#### EXERCISE AIM:
Retype all of the records below, line for line, without changing anything.

═════ RECORDED INFORMATION ═════

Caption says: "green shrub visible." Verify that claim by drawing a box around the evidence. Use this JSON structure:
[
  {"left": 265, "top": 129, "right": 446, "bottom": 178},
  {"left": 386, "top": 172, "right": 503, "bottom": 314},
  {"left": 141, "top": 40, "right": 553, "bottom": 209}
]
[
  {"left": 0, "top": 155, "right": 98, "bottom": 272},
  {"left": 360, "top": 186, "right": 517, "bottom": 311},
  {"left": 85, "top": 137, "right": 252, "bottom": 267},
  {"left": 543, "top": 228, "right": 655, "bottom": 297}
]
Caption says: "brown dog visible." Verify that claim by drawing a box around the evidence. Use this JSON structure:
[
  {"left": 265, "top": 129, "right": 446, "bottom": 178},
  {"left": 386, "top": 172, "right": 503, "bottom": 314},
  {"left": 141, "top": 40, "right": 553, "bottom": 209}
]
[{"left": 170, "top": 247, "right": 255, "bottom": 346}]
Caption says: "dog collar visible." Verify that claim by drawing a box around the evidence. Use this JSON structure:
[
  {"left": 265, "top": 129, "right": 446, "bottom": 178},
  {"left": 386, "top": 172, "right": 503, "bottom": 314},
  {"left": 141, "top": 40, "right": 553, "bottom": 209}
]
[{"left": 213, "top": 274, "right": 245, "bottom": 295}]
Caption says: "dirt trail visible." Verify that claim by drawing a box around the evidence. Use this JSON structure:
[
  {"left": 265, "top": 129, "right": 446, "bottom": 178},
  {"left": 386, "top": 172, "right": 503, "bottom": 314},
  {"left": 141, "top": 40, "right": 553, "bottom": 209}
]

═════

#### WRITTEN ANSWER:
Caption says: "green shrub visible." Verify that claim by drawing a box around the evidence. Use this JSON structure:
[
  {"left": 265, "top": 129, "right": 446, "bottom": 178},
  {"left": 386, "top": 172, "right": 503, "bottom": 314},
  {"left": 141, "top": 40, "right": 553, "bottom": 209}
]
[
  {"left": 0, "top": 155, "right": 98, "bottom": 272},
  {"left": 360, "top": 186, "right": 517, "bottom": 311},
  {"left": 85, "top": 137, "right": 252, "bottom": 267},
  {"left": 543, "top": 228, "right": 655, "bottom": 297}
]
Caption says: "brown dog visible." Verify that claim by drawing a box around the evidence. Use this JSON structure:
[
  {"left": 265, "top": 129, "right": 446, "bottom": 178},
  {"left": 386, "top": 172, "right": 503, "bottom": 314},
  {"left": 141, "top": 40, "right": 553, "bottom": 209}
]
[{"left": 170, "top": 247, "right": 255, "bottom": 346}]
Caption says: "dog collar visible." Verify that claim by drawing a box around the evidence. Use this JSON structure:
[
  {"left": 265, "top": 129, "right": 446, "bottom": 178},
  {"left": 386, "top": 172, "right": 503, "bottom": 314},
  {"left": 141, "top": 40, "right": 553, "bottom": 209}
]
[{"left": 213, "top": 274, "right": 245, "bottom": 295}]
Caption says: "dirt trail visible." Verify that claim by drawing a box around the evidence. Use this JSON structure:
[
  {"left": 265, "top": 129, "right": 446, "bottom": 178},
  {"left": 386, "top": 172, "right": 503, "bottom": 314},
  {"left": 141, "top": 40, "right": 553, "bottom": 209}
]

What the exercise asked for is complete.